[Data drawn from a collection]
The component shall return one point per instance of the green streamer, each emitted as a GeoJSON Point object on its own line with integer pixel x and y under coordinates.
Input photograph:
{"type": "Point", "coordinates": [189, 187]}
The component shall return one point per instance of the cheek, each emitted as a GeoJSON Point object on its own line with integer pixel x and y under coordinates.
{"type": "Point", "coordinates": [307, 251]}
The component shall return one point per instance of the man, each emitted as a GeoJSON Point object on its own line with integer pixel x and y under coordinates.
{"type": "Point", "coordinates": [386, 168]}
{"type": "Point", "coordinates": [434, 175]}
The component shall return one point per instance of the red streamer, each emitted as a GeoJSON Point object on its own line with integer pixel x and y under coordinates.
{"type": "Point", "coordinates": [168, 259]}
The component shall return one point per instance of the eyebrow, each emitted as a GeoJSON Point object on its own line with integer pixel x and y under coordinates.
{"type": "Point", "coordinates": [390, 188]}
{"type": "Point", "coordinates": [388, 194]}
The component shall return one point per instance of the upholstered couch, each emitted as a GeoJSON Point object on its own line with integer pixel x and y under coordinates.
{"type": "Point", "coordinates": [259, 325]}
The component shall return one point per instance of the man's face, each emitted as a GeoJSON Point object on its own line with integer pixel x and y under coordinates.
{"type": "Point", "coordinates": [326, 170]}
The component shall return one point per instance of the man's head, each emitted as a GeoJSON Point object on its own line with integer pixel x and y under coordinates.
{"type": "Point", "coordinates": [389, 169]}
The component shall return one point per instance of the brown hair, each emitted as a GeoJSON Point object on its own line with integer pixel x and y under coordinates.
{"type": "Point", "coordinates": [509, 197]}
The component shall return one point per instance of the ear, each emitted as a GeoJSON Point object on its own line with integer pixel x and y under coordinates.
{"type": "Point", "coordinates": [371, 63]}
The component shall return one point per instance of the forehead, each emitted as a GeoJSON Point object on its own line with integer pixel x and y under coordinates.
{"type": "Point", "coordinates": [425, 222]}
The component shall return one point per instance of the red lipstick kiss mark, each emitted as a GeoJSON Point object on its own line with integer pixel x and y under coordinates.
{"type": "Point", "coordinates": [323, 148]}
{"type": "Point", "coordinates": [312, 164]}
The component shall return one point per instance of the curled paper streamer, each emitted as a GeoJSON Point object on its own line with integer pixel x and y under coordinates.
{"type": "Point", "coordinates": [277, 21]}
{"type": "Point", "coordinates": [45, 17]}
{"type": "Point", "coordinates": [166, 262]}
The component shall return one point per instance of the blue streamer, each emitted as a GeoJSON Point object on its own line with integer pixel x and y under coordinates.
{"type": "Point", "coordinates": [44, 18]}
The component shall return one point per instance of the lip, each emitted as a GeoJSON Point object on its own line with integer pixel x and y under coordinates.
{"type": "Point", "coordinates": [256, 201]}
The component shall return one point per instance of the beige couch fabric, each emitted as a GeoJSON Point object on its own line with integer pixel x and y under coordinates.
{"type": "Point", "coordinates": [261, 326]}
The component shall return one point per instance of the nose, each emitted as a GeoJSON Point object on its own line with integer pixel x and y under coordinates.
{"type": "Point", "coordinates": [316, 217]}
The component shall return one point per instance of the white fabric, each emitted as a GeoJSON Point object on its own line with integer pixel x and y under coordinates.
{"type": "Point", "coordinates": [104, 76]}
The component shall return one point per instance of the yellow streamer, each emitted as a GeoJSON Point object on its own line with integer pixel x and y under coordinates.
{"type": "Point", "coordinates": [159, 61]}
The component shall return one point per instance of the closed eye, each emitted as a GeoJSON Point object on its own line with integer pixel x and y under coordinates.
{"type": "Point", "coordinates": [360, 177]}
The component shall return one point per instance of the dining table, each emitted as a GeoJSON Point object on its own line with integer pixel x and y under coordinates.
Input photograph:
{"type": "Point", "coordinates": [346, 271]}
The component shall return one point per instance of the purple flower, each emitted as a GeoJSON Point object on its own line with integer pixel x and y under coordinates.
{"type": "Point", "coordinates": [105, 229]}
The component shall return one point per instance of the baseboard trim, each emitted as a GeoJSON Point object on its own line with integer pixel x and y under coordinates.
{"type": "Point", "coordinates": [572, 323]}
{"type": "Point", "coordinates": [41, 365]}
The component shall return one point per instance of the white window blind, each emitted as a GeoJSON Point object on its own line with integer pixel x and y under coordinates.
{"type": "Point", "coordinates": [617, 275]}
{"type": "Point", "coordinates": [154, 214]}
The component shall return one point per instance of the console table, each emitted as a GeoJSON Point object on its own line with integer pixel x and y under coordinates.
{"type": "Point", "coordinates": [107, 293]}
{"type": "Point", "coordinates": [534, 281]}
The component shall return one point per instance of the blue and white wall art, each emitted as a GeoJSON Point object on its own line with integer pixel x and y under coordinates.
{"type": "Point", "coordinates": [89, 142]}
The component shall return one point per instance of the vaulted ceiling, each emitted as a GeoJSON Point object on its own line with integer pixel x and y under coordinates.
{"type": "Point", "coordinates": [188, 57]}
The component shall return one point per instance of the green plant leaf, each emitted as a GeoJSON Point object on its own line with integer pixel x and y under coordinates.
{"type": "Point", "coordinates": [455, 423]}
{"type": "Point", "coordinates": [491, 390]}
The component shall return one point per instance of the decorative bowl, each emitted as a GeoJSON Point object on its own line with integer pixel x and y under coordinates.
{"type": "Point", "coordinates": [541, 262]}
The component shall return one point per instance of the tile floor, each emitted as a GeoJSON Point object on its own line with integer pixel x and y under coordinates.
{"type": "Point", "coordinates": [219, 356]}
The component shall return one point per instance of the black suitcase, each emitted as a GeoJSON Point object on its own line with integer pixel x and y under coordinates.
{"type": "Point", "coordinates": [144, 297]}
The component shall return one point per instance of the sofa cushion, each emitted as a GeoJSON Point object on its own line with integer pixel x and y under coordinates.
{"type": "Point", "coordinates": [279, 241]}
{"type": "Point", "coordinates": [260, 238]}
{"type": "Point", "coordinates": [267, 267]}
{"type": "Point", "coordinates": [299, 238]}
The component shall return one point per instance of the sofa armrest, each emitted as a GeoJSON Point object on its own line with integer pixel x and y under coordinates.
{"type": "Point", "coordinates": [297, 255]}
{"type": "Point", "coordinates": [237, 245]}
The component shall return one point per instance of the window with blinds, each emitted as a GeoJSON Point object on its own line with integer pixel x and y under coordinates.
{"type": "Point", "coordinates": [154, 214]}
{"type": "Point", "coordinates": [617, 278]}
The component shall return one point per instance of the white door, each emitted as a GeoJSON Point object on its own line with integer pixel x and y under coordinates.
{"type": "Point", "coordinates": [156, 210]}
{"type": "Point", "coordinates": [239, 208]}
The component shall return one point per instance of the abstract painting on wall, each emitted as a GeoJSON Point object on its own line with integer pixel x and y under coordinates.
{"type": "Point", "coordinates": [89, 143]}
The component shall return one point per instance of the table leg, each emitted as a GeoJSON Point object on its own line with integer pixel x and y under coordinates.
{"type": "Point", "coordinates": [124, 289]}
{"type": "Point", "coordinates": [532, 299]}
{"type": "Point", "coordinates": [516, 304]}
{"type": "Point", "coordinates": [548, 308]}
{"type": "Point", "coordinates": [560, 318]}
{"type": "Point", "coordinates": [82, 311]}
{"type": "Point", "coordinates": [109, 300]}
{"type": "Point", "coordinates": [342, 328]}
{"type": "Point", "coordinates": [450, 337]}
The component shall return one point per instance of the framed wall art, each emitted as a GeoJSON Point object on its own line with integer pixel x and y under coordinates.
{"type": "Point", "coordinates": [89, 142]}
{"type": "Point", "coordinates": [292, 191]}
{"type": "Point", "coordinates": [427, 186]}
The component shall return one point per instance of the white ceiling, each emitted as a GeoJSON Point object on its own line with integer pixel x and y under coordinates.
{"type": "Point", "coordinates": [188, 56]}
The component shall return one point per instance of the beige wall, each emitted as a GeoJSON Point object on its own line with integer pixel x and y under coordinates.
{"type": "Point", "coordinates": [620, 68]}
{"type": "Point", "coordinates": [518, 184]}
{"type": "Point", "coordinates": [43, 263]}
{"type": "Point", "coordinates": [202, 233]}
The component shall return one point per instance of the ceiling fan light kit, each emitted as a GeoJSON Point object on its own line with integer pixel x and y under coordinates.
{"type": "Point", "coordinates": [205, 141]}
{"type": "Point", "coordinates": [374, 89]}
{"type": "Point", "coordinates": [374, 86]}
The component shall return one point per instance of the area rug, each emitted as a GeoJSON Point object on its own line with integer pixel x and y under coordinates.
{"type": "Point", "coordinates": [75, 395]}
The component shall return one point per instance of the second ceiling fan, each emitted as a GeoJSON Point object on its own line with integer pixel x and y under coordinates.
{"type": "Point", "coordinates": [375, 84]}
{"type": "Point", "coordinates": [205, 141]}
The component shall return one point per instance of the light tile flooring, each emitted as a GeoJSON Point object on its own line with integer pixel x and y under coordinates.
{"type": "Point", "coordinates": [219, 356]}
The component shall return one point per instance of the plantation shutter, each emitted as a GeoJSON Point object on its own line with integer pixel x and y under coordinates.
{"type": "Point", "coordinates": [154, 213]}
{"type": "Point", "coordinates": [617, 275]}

DIRECTION
Rewrite the data from the line with "The component shall return one point per instance of the light" through the end, replacing "component" with "module" and leaving everything else unchanged.

WORKED SOLUTION
The module shall return one point per instance of the light tile flooring, each emitted as a GeoJSON Point object on its own line with integer pixel x and y under coordinates.
{"type": "Point", "coordinates": [219, 356]}
The module shall return one point per instance of the plantation shutter, each emitted as a GeoJSON Point object on its own line with integer pixel x and y under coordinates.
{"type": "Point", "coordinates": [154, 213]}
{"type": "Point", "coordinates": [617, 275]}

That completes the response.